___ Фрагмент документа ___
Дневник интеллигента в очках

 Юрий Безелянский
 1 декабря 2010
 3344

Окончание. Начало в № 1003 1 марта 1976: «Диву даешься, что пишут в газетах и говорят с высоких трибун: «Пройдут годы, десятилетия, и благодарные потомки будут с гордостью вспоминать наше замечательное время» (Ф. Горячев, новосибирский секретарь), «Мы вступили в новый этап восхождения к высотам коммунистической цивилизации» (Машеров), «Перед нами горизонты, от которых захватывает дух» (Кунаев) и т.д.  

Сплошной барабанный бой. Обольщение иллюзиями...»
22 августа 1977: «Жизнь идет полосами, то белыми, то черными. Мелкие удачи и спокойствие чередуются с неприятностями и волнениями. Такова жизнь. Описывая полосу неудач Джимми Картера, Джеймс Рестон приводит фразу: «Даже у Б-га нет райской жизни». А что нам говорить?! Нас заедает монотонность. У бразильцев раз в год карнавал, а у нас ежедневная жвачка. Вчера по телевизору в честь Дня Военно-воздушного флота маршировали летчики и стюардессы. Потом под музыку якобы полеты. Пошлятина жуткая. Какой-то китаизм, новое революционное искусство. Неслучайно один африканский деятель заявил: нужны не сталинские песнопения, а трактора... Нужно настоящее, а нас пичкают пропагандой...»
___
▶ _Что нужно сделать_:
1/ Замените, пожалуйста, «green leaf» на «foliage» в строках от строки с «point: leaf blade» до последней строки включительно и приведите их заново, ничего больше не меняя.
2/ Продолжите дневниковый отрывок, начиная сразу после его последнего предложения.
Дневниковый отрывок и строки — отдельные материалы, никак не связанные между собой.
___ Данные для обработки ___
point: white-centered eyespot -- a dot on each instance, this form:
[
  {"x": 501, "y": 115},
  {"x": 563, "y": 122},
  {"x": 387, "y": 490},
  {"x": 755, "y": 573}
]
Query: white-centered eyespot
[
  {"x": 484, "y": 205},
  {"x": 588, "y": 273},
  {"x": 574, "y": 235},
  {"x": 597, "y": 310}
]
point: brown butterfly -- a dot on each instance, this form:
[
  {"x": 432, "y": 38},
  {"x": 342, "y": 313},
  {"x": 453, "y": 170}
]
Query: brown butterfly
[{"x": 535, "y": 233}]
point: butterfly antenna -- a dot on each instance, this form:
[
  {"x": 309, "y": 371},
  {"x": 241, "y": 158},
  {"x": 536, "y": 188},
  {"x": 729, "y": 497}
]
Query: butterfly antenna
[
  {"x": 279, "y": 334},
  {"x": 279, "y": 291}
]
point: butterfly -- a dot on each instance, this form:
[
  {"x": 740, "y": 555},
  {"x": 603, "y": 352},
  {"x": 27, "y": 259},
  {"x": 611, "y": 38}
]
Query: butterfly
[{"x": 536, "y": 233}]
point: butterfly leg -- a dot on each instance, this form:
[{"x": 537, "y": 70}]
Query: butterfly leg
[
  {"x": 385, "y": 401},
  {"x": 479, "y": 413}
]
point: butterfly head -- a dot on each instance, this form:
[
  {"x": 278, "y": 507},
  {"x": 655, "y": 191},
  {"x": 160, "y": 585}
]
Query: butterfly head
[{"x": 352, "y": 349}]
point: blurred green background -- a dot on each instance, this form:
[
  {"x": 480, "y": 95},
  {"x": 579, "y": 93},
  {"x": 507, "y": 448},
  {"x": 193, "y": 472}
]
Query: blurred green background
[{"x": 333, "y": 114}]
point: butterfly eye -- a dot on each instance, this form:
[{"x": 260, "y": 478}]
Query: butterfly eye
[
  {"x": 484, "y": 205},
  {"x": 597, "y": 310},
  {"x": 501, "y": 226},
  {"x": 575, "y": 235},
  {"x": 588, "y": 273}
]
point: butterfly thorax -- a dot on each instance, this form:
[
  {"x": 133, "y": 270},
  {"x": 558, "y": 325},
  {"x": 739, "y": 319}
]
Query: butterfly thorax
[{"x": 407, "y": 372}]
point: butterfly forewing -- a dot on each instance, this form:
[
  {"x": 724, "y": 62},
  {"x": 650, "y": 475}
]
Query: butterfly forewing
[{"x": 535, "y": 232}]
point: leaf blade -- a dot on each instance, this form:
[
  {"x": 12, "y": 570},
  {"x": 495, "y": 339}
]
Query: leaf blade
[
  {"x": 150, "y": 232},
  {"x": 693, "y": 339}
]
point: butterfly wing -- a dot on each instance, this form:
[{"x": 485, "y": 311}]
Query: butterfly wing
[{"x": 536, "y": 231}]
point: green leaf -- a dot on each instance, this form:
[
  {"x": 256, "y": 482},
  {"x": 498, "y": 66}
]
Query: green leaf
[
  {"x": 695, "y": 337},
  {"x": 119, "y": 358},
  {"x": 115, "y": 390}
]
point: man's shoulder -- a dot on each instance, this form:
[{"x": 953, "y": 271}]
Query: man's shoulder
___
▶ _Готовые ответы_:
1/
point: leaf blade -- a dot on each instance, this form:
[
  {"x": 12, "y": 570},
  {"x": 495, "y": 339}
]
Query: leaf blade
[
  {"x": 150, "y": 232},
  {"x": 693, "y": 339}
]
point: butterfly wing -- a dot on each instance, this form:
[{"x": 485, "y": 311}]
Query: butterfly wing
[{"x": 536, "y": 231}]
point: foliage -- a dot on each instance, this form:
[
  {"x": 256, "y": 482},
  {"x": 498, "y": 66}
]
Query: foliage
[
  {"x": 695, "y": 337},
  {"x": 119, "y": 358},
  {"x": 115, "y": 390}
]
point: man's shoulder -- a dot on each instance, this form:
[{"x": 953, "y": 271}]
Query: man's shoulder

2/
19 июля 1978: «Июль стал месяцем процессов! Александр Гинзбург, Анатолий Щаранский, кто-то еще в Литве, на Украине... Американцы лягают нас за права человека, мы пинаем их за американских инакомыслящих. Эфир сотрясается от взаимных обвинений, идет «великое противостояние» — именно так назвал свое стихотворение Андрей Вознесенский:
Почему два великих народа
холодеют на грани войны,
под непрочным шатром кислорода?
Люди дружат, а страны — увы...

6 сентября 1978: «Все время преследует мысль: зачем пишу эти дневники? Может быть, это какая-то внутренняя потребность, как у Льва Толстого, который нуждался в письменном общении с самим собой и вел дневники более 60 лет. Увы, я — не Толстой и быть им не могу (а кто может?), но великие всегда должны быть для нас ориентирами. Корыто и небо — вот два полюса человеческих устремлений...
Запись Льва Николаевича от 28 августа 1889 года: «Написал «Крейцерову сонату». Кончил. Казалось, что хорошо, но пошел за грибами и опять недоволен — не то».
Совсем короткая запись: «Пошел в кинематограф. Оч. хорошо».
...А пока мир бурлит и волнуется, опасно подходя к зияющей пропасти, народ наш упивается бутылками по 3,62 и 4,12*, поет песни «Моторочка-тараторочка», похмеляется, матюгается, сопит, рычит, рыгает и т.д., а вечером по телику или радио слушает сводки битвы за урожай. Как надоели эти "битвы"»!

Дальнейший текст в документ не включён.